begin

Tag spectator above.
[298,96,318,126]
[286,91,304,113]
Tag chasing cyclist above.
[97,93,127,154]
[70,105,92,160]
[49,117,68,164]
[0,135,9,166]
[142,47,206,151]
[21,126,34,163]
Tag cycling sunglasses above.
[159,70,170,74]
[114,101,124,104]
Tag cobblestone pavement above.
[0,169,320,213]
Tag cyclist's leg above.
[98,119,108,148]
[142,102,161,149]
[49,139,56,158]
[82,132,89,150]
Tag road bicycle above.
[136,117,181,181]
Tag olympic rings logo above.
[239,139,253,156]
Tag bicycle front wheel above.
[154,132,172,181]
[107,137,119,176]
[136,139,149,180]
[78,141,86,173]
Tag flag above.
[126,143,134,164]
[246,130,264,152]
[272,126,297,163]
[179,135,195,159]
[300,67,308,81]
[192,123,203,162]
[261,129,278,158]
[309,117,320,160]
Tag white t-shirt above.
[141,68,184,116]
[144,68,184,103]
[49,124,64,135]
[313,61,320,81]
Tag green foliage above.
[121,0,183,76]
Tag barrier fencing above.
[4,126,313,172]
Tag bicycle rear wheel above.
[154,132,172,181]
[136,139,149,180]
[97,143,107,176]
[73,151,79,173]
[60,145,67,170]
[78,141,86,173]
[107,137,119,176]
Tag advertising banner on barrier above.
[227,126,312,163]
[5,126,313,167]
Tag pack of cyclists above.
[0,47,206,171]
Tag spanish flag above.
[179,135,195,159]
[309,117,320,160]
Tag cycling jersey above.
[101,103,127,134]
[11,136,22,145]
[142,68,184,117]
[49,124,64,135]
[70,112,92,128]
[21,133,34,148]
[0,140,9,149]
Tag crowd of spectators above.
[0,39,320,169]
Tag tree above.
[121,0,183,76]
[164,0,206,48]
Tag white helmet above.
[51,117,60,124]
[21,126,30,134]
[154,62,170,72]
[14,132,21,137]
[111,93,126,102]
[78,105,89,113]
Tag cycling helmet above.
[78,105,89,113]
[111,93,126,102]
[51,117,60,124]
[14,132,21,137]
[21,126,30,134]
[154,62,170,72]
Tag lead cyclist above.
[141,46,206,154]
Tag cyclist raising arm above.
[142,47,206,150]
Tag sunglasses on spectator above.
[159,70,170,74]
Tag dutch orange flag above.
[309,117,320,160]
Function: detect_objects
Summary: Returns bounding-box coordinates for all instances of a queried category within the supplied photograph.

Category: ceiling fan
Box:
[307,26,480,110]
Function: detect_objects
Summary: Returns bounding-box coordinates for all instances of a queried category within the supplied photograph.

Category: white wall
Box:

end

Please render the material above as a Markdown table with one row per line, leaving out blank lines. Use the columns Row and Text, where Row is the line's number and Text is the line itself.

Reply to the task ->
| Row | Text |
|---|---|
| 1 | Tag spectator above. |
| 2 | [298,96,318,126] |
| 3 | [286,91,304,113] |
| 4 | Tag chasing cyclist above. |
| 5 | [97,93,127,154] |
| 6 | [70,105,92,160] |
| 7 | [49,117,68,164] |
| 8 | [0,135,9,166] |
| 9 | [142,47,206,151] |
| 10 | [21,126,34,163] |
| 11 | Tag cycling sunglasses above. |
| 12 | [159,70,170,74] |
| 13 | [114,101,124,104] |
| 14 | Tag cobblestone pavement above. |
| 15 | [0,169,320,213] |
| 16 | Tag cyclist's leg above. |
| 17 | [98,119,108,148] |
| 18 | [142,102,161,149] |
| 19 | [49,139,56,158] |
| 20 | [82,132,89,150] |
| 21 | Tag road bicycle above. |
| 22 | [136,117,181,181] |
| 23 | Tag olympic rings logo above. |
| 24 | [239,139,253,156] |
| 25 | Tag bicycle front wheel above. |
| 26 | [154,132,172,181] |
| 27 | [107,137,119,176] |
| 28 | [136,139,149,180] |
| 29 | [78,141,86,173] |
| 30 | Tag flag above. |
| 31 | [126,143,134,164] |
| 32 | [246,130,264,152] |
| 33 | [272,126,297,163] |
| 34 | [179,135,195,159] |
| 35 | [300,67,308,81] |
| 36 | [192,123,203,162] |
| 37 | [261,129,278,158] |
| 38 | [309,117,320,160] |
| 39 | Tag white t-shirt above. |
| 40 | [141,68,184,116] |
| 41 | [144,68,184,103] |
| 42 | [49,124,64,135] |
| 43 | [313,61,320,81] |
| 44 | Tag green foliage above. |
| 45 | [121,0,183,76] |
| 46 | Tag barrier fencing above. |
| 47 | [4,126,313,172] |
| 48 | Tag bicycle rear wheel above. |
| 49 | [154,132,172,181] |
| 50 | [136,139,149,180] |
| 51 | [97,143,107,176] |
| 52 | [73,151,79,173] |
| 53 | [60,145,67,170] |
| 54 | [78,141,86,173] |
| 55 | [107,137,119,176] |
| 56 | Tag advertising banner on barrier above. |
| 57 | [227,126,312,163] |
| 58 | [5,126,313,167] |
| 59 | Tag pack of cyclists above. |
| 60 | [0,47,206,171] |
| 61 | Tag spanish flag above. |
| 62 | [179,135,195,159] |
| 63 | [309,117,320,160] |
| 64 | Tag cycling jersey above. |
| 65 | [101,103,127,134] |
| 66 | [11,136,22,145] |
| 67 | [142,68,184,117] |
| 68 | [49,124,64,135] |
| 69 | [70,112,92,128] |
| 70 | [21,133,34,148] |
| 71 | [0,140,9,149] |
| 72 | Tag crowd of spectators above. |
| 73 | [0,39,320,169] |
| 74 | Tag tree above. |
| 75 | [121,0,183,76] |
| 76 | [164,0,206,48] |
| 77 | Tag white helmet above. |
| 78 | [51,117,60,124] |
| 79 | [21,126,30,134] |
| 80 | [154,62,170,72] |
| 81 | [14,132,21,137] |
| 82 | [111,93,126,102] |
| 83 | [78,105,89,113] |
| 84 | Tag cycling helmet above. |
| 85 | [78,105,89,113] |
| 86 | [111,93,126,102] |
| 87 | [51,117,60,124] |
| 88 | [14,132,21,137] |
| 89 | [21,126,30,134] |
| 90 | [154,62,170,72] |
| 91 | Tag lead cyclist above. |
| 92 | [141,46,206,154] |
| 93 | Tag cyclist raising arm above. |
| 94 | [142,47,206,150] |
| 95 | Tag sunglasses on spectator above. |
| 96 | [159,70,170,74] |
| 97 | Tag dutch orange flag above. |
| 98 | [309,117,320,160] |
| 99 | Function: detect_objects |
| 100 | Summary: Returns bounding-box coordinates for all instances of a queried category within the supplied photograph. |
| 101 | Category: ceiling fan |
| 102 | Box: |
| 103 | [307,26,480,110] |
| 104 | Function: detect_objects |
| 105 | Summary: Returns bounding-box coordinates for all instances of a queried category within the supplied photograph. |
| 106 | Category: white wall |
| 107 | Box: |